Shown below are the results of two negotiated, taxable higher education issues that sold in the month of August. The University of Northern Colorado and Georgia Tech Athletic Association (“Georgia Tech”) priced their bond issues on August 6th and August 16th, respectively. The deals differed greatly in size, with Georgia Tech issuing over $130 million of taxable bonds compared to just $32.86 million for Northern Colorado. Georgia Tech’s deal was rated A2/A+ by Moody’s and Fitch, respectively, while Northern Colorado’s bonds were sold with a Aa2 rating enhanced by Colorado’s State Intercept Program (the underlying rating on the bonds was A3). Both deals were primarily issued to advance refund and/or defease outstanding tax-exempt bonds, with Northern Colorado’s Series 2019A issue serving solely to refinance its Series 2011A bonds and Georgia Tech’s 2019B bonds refunding portions of its outstanding Series 2011 and 2012A Athletic Association bonds. Georgia Tech also included a comparatively small $10 million new money borrowing for renovation of its baseball stadium and facilities, and simultaneously priced a smaller Series 2019A issue on a tax-exempt basis. The month of August saw treasury rates continue to fall, particularly later on the yield curve, providing a positive market environment for both Universities to price their bonds.

* * *

▸ **Exercise tasks**
**A.** Rewrite as a bulleted list the paragraph of the passage on the August bond issues that begins "Shown below are the results," keeping its main facts.
**B.** Using the passage on the August bond issues, answer each question in a few words:
(i) On what date did the University of Northern Colorado price its bonds?
(ii) What was the underlying rating on Northern Colorado's bonds?
(iii) How much new money did Georgia Tech borrow, and for what purpose?
**C.** List every credit rating given in the passage on the August bond issues, naming the bonds each one applies to.

Entries from a dataset:
* * *

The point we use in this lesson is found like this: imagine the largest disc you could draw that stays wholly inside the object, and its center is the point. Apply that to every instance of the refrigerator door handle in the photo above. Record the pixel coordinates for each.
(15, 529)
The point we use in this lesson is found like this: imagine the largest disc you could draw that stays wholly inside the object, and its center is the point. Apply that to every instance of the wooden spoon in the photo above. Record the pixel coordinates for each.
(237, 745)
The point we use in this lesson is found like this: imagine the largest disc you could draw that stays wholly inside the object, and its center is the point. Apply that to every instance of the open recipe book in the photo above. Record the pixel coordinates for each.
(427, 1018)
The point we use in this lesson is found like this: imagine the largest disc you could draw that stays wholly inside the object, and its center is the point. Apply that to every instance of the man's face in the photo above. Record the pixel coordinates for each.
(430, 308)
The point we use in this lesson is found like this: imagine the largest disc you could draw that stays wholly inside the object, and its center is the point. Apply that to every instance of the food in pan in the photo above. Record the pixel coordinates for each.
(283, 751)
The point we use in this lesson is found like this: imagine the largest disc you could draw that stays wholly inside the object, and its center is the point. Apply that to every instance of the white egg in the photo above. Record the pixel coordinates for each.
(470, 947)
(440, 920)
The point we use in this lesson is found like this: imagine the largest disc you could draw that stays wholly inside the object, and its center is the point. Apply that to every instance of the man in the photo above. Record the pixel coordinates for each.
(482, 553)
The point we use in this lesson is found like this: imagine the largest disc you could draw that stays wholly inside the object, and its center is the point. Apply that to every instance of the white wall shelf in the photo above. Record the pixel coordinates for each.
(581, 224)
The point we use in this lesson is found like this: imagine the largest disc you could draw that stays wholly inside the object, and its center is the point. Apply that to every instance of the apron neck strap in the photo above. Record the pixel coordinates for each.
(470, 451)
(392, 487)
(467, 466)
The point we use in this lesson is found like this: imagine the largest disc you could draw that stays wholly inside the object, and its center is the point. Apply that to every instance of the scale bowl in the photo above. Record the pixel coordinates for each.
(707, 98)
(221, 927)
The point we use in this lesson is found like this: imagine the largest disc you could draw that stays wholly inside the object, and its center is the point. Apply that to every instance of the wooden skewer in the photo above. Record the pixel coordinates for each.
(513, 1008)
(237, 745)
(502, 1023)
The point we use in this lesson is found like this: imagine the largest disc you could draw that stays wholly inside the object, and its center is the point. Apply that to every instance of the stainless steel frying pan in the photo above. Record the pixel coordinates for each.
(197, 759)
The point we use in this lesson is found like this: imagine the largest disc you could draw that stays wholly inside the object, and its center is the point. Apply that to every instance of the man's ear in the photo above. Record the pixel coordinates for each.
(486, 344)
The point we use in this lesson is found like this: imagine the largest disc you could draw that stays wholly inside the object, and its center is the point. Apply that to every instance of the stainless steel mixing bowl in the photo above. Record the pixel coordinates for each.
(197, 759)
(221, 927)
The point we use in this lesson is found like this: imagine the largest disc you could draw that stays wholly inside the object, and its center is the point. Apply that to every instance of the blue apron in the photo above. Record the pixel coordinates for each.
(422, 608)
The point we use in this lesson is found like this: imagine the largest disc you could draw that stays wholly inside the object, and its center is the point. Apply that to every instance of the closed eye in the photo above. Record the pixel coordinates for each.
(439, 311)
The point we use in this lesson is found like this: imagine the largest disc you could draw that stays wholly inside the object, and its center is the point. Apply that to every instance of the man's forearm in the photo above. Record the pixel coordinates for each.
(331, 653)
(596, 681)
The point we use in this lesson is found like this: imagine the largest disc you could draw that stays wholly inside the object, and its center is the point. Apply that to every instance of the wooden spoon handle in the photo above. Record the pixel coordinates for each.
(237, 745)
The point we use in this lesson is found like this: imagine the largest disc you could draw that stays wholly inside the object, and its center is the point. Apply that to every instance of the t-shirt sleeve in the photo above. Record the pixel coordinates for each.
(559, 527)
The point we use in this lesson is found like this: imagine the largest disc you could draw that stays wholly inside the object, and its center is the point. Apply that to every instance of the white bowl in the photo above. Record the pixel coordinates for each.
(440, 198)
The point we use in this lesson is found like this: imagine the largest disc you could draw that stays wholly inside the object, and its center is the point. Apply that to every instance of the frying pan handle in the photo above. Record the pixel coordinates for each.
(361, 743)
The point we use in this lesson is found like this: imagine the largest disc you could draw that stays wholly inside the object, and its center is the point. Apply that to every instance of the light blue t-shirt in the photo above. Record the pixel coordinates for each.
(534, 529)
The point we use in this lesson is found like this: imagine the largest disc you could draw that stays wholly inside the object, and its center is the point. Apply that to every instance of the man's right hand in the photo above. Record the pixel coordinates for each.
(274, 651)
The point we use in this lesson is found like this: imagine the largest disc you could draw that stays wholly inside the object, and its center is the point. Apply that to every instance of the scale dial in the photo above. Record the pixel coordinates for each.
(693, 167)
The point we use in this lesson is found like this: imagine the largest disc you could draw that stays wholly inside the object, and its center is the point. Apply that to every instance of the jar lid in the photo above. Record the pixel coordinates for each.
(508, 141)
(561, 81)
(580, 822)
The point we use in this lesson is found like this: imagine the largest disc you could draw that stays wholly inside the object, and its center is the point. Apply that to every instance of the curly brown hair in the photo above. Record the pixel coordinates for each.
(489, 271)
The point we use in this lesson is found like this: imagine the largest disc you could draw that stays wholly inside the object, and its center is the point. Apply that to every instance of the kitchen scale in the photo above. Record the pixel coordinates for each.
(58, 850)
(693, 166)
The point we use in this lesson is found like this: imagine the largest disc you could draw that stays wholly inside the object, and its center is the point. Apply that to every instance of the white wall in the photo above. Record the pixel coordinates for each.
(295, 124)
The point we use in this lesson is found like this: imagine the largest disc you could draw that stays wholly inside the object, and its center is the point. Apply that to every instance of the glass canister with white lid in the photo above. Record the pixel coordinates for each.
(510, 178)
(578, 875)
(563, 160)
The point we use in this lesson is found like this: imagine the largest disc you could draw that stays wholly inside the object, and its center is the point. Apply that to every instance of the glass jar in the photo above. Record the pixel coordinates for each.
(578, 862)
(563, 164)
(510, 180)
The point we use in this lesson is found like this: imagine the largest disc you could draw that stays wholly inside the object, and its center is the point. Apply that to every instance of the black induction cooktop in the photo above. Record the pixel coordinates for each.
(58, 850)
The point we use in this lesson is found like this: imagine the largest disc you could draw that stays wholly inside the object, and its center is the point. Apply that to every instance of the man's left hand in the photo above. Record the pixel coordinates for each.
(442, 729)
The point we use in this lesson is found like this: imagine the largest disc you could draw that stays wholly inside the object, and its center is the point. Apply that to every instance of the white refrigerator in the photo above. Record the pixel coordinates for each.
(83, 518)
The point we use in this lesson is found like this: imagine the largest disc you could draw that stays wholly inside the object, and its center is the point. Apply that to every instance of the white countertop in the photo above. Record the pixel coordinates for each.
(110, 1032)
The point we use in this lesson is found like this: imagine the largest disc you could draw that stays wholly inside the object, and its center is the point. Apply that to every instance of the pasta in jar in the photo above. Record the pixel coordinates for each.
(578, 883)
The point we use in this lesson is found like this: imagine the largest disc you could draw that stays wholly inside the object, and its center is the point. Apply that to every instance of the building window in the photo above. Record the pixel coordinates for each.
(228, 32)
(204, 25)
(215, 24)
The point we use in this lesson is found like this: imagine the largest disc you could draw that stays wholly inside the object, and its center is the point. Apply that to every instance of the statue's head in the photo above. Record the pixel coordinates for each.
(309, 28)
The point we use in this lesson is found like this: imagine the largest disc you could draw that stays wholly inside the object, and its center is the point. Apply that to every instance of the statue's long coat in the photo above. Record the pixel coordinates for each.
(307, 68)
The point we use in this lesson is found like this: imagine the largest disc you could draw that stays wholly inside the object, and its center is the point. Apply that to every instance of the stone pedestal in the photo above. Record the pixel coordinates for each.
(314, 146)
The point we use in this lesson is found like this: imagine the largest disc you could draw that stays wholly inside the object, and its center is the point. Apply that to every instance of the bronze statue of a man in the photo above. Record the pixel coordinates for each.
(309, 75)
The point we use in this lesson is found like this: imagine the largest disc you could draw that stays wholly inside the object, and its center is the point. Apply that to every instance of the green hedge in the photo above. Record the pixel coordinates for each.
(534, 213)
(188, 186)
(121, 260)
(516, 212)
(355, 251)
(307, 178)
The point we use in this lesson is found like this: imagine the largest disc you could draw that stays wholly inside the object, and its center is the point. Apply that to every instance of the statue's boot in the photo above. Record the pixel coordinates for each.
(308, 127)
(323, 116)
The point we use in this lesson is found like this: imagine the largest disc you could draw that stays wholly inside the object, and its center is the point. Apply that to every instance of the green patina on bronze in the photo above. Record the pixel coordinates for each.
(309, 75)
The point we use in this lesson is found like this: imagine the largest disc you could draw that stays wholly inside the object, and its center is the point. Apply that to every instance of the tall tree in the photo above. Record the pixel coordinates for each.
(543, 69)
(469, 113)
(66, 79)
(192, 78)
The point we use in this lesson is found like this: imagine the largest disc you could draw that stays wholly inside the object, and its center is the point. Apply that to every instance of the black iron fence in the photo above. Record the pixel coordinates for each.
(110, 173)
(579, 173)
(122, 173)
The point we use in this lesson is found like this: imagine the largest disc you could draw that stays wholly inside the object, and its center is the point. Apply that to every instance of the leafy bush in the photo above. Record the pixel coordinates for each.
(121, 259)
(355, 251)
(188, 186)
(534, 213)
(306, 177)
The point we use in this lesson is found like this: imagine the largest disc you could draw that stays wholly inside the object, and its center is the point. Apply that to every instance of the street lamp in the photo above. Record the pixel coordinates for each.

* * *

▸ **Per-task outputs**
**A.**
- Two negotiated, taxable higher education bond issues sold in August: one by the University of Northern Colorado and one by the Georgia Tech Athletic Association.
- Northern Colorado priced on August 6th and Georgia Tech on August 16th.
- Georgia Tech issued over $130 million of taxable bonds; Northern Colorado issued $32.86 million.
- Georgia Tech's deal was rated A2 by Moody's and A+ by Fitch. Northern Colorado's bonds carried a Aa2 rating enhanced by Colorado's State Intercept Program, with an underlying rating of A3.
- Both deals mainly advance refunded and/or defeased outstanding tax-exempt bonds. Northern Colorado's Series 2019A refinanced only its Series 2011A bonds. Georgia Tech's 2019B bonds refunded portions of its Series 2011 and 2012A Athletic Association bonds.
- Georgia Tech also borrowed $10 million in new money to renovate its baseball stadium and facilities. At the same time, it priced a smaller tax-exempt Series 2019A issue.
- Treasury rates kept falling in August, especially later on the yield curve, which gave both universities a positive market for pricing.

**B.**
(i) August 6th
(ii) A3
(iii) $10 million, for renovation of its baseball stadium and facilities

**C.**
- A2 (Moody's): Georgia Tech's deal
- A+ (Fitch): Georgia Tech's deal
- Aa2: Northern Colorado's bonds, enhanced by Colorado's State Intercept Program
- A3: the underlying rating on Northern Colorado's bonds